How many lines in the records contain the string "Trace"? Reply with the number alone.

**Source data**
►

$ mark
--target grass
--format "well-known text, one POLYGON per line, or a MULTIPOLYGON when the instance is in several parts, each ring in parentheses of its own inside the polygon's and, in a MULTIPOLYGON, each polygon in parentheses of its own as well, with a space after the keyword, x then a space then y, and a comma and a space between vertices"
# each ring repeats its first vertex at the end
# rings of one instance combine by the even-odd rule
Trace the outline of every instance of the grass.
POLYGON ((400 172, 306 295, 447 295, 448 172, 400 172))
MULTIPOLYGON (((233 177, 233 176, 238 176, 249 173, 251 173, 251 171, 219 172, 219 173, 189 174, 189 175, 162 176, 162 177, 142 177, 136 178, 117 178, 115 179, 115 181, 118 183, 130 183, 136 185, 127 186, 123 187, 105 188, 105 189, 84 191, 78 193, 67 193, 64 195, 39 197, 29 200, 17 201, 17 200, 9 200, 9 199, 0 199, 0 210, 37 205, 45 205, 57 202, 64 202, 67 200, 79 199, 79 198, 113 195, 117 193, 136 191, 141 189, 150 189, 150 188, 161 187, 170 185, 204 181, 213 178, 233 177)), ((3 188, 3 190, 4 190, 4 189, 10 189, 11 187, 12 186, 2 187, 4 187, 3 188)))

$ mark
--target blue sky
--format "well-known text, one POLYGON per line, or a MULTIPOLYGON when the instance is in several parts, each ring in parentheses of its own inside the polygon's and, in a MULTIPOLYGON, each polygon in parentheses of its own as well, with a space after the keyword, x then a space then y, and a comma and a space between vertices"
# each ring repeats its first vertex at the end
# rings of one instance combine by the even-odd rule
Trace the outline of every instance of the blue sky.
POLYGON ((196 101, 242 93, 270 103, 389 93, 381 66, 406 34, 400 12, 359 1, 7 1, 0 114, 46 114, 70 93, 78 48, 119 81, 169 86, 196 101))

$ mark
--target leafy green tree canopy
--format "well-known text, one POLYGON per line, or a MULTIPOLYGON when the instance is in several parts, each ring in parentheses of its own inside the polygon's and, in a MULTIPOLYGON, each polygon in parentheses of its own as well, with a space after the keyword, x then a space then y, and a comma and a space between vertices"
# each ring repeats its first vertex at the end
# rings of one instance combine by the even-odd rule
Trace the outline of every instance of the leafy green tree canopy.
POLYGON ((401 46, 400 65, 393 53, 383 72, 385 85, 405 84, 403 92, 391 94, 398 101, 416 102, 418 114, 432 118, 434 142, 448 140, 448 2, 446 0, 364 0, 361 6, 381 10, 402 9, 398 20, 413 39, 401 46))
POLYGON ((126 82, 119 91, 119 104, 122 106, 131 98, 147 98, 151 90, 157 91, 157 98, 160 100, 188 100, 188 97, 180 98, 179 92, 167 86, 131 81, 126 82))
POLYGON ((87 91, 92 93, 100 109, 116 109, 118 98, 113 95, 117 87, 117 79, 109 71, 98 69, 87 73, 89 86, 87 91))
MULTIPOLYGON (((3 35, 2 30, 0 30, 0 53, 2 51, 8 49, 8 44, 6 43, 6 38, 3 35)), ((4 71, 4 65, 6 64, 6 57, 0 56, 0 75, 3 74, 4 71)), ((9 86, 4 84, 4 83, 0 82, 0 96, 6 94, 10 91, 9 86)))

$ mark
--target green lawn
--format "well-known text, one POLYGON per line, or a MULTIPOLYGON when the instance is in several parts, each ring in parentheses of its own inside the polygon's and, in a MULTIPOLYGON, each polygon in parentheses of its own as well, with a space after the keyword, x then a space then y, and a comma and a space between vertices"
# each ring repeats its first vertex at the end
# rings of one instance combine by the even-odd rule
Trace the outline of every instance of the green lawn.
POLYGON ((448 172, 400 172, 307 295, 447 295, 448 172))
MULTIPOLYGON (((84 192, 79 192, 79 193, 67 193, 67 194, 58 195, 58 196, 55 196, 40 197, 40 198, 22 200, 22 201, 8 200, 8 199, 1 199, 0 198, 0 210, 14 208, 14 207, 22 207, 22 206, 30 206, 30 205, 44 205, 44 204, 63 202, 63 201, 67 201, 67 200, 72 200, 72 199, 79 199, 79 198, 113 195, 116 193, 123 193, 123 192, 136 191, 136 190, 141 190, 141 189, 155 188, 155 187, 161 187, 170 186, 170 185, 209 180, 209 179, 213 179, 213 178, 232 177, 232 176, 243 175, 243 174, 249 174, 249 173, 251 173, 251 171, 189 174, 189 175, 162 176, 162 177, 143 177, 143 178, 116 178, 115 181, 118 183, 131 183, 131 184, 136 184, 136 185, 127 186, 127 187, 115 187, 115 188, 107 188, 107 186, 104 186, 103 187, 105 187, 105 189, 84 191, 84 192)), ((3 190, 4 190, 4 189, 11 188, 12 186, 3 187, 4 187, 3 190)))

◄

**Complete response**
4